- [EXERCISES]
a) Answer these from the sleep interview, one line each:
(i) For how many nights are people typically deprived of sleep in the studies described?
(ii) For people getting six or fewer hours, what rise in antibodies was seen for each additional hour of sleep?
(iii) Besides hepatitis B, which illness's vaccine showed similar links to sleep?
b) List every span of time that the sleep interview states with a number, such as a count of nights, hours or months.
c) Pick up the interview on sleep and immunity where it stops, and go on with the answer about insomnia.

** Opening EXTRACT TO READ block **

WHAT DO YOUR STUDIES INDICATE IN REGARDS TO THE IMPACT OF SLEEP ON OUR IMMUNE SYSTEM – PARTICULARLY OUR RESPONSE TO VACCINES?
There is by now a fairly consistent set of studies that show that if we deprive people of sleep, typically for one to two nights, just after getting a vaccine then this can have a modest effect on their ability to mount a response. The good news about those studies is that people do seem to catch up – their antibodies were just slowed in response. We found that when people got six or fewer hours, for each additional hour that they got, we saw an increase of around 52% in antibodies. For the hepatitis B vaccine, maybe six months after when they started the initial vaccination series, people who slept six or fewer hours, were around ten times more likely to be left in the unproductive protected category, compared to people who slept for eight or more hours.
We’ve seen similar associations with influenza, where people who slept less, were mounting fewer antibodies to one of the strains, which is important because it could have policy implications. If it turns out that sleep is important then it would be worthwhile to let people know that if they are going to get their vaccine to get a good night’s sleep, to increase the efficacy.
When we talk about stress and our stress response, and how we can recharge our bodies and minds in order to better deal with stress, it’s like our secret superpower. This is the ultimate way of charging our bodies as well as our minds.
WHAT WOULD BE YOUR TOP THREE TIPS FOR SOMEONE STRUGGLING WITH INSOMNIA?
First off I think it’s important to say that everyone is going to have nights where they have a bad night’s sleep, and that’s completely natural. Evolutionarily we are designed to maintain
alert in periods of stress. However, if this goes on night after night then it really starts to degrade our well being, so it’s important to know how to get things back on track.

** Closing EXTRACT TO READ block **
** Opening RECORD EXTRACTS block **

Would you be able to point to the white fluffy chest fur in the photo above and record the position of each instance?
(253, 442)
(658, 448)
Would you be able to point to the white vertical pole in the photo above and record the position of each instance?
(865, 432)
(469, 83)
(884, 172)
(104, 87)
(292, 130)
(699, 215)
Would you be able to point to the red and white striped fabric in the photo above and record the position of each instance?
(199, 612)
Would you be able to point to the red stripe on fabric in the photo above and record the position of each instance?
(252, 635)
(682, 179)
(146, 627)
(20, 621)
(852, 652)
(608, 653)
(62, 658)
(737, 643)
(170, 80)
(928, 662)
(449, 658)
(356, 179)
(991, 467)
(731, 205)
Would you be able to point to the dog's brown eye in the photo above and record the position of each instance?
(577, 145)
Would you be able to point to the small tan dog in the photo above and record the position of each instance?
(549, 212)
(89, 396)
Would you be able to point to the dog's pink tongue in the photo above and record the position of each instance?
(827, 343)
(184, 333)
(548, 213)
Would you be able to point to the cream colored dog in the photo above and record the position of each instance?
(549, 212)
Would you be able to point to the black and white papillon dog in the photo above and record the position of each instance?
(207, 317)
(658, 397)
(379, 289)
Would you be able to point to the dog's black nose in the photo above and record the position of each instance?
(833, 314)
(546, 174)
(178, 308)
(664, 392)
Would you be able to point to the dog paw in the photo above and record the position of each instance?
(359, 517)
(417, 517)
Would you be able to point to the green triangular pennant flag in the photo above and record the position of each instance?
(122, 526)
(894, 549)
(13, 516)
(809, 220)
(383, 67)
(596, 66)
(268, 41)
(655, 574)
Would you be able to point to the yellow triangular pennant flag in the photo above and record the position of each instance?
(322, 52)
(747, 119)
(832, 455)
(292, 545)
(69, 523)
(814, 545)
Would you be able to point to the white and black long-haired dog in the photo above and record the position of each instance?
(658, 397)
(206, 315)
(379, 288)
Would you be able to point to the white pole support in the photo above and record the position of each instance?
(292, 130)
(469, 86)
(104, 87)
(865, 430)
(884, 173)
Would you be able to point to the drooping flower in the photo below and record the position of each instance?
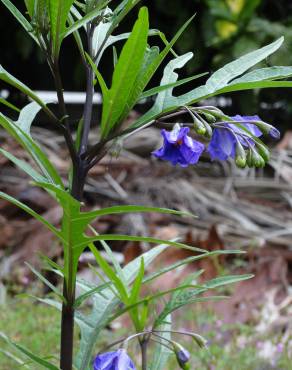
(179, 148)
(116, 360)
(224, 139)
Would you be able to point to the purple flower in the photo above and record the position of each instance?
(224, 139)
(179, 148)
(183, 356)
(116, 360)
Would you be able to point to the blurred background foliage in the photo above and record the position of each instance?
(223, 30)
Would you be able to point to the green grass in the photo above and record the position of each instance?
(36, 327)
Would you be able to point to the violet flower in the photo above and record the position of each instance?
(116, 360)
(224, 139)
(179, 148)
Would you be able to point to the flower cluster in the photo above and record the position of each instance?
(115, 360)
(236, 138)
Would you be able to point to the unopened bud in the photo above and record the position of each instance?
(209, 117)
(208, 132)
(268, 129)
(240, 156)
(263, 151)
(182, 355)
(199, 126)
(257, 159)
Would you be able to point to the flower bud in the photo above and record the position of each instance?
(268, 129)
(257, 159)
(199, 126)
(240, 156)
(182, 355)
(208, 129)
(263, 151)
(209, 117)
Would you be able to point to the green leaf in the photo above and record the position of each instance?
(220, 78)
(30, 4)
(135, 291)
(132, 209)
(99, 77)
(121, 11)
(36, 359)
(92, 324)
(160, 88)
(59, 11)
(145, 239)
(86, 19)
(9, 105)
(161, 353)
(186, 261)
(220, 82)
(27, 115)
(21, 19)
(97, 290)
(125, 73)
(109, 272)
(182, 298)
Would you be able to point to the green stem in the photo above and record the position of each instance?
(144, 346)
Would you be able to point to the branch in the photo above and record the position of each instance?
(63, 112)
(87, 114)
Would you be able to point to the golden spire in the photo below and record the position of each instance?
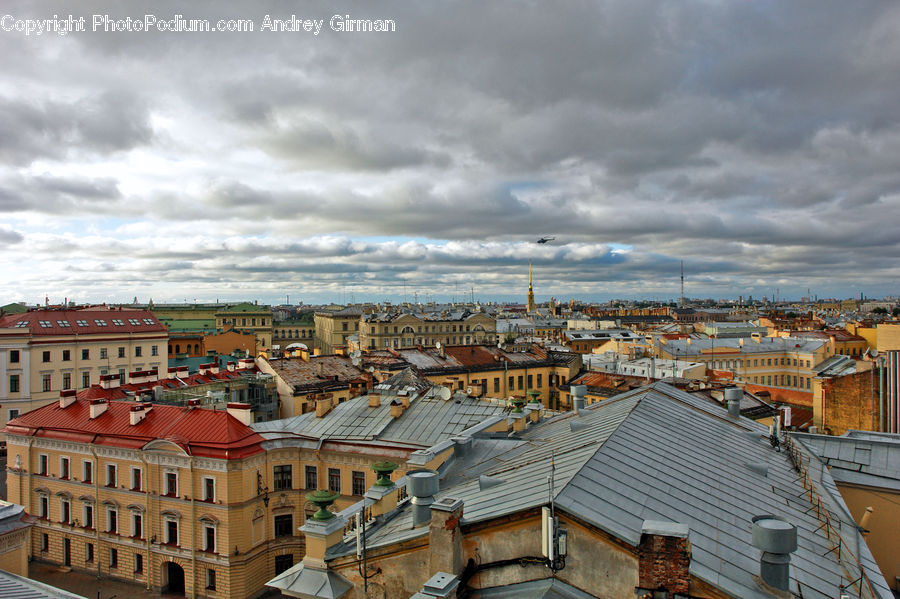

** Closing RECORD EXTRACTS block **

- [ANSWERS]
a)
(i) One to two nights
(ii) Around 52%
(iii) Influenza

b)
- one to two nights
- six or fewer hours
- six months
- eight or more hours

c)
The two primary regulators of our sleep are what’s called our homeostatic sleep drive and our circadian rhythm. Circadian rhythm is key here because this tells our body what to do and trains our rhythms. So when that rhythm is off things don’t seem to work as well for us. So when people are having sleep problems I always suggest that they set their wake up time to be consistent seven days a week. This may sound hard as many of us love sleeping in on the weekends, but if you normally wake up at six, and then you wake up at eight, that’s like your body being in two different time zones.
The other thing that’s really critical is spending time in bed, not sleeping. This is something that people get into a habit with, and it’s fine if you don’t have a sleep problem. If you have a sleep problem, however, you don’t want to get in bed until you’re sleepy as we don’t want you in bed awake, degrading this relationship with your bed.
The third thing that I think everyone can do is protecting your wind-down period. People often think I’ll just get the work done tonight and spread it out. That’s a problem, where it’s so often the case that sleep is the thing that people do when everything else is done, but they don’t appreciate the importance of this wind-down period. Work is done, close the laptop, turn off the phone, and allow yourself to transition. People often do this far too late in the evening where they think I’ll turn this off and go straight to sleep. We’re not computers, you can’t just shut the laptop of your brain in the same way. Around two hours before you want to try to go to bed just do things that bring you joy and relaxation. Doing so will reap the benefits of improved productivity, cognition, sharpness and your ability to multitask.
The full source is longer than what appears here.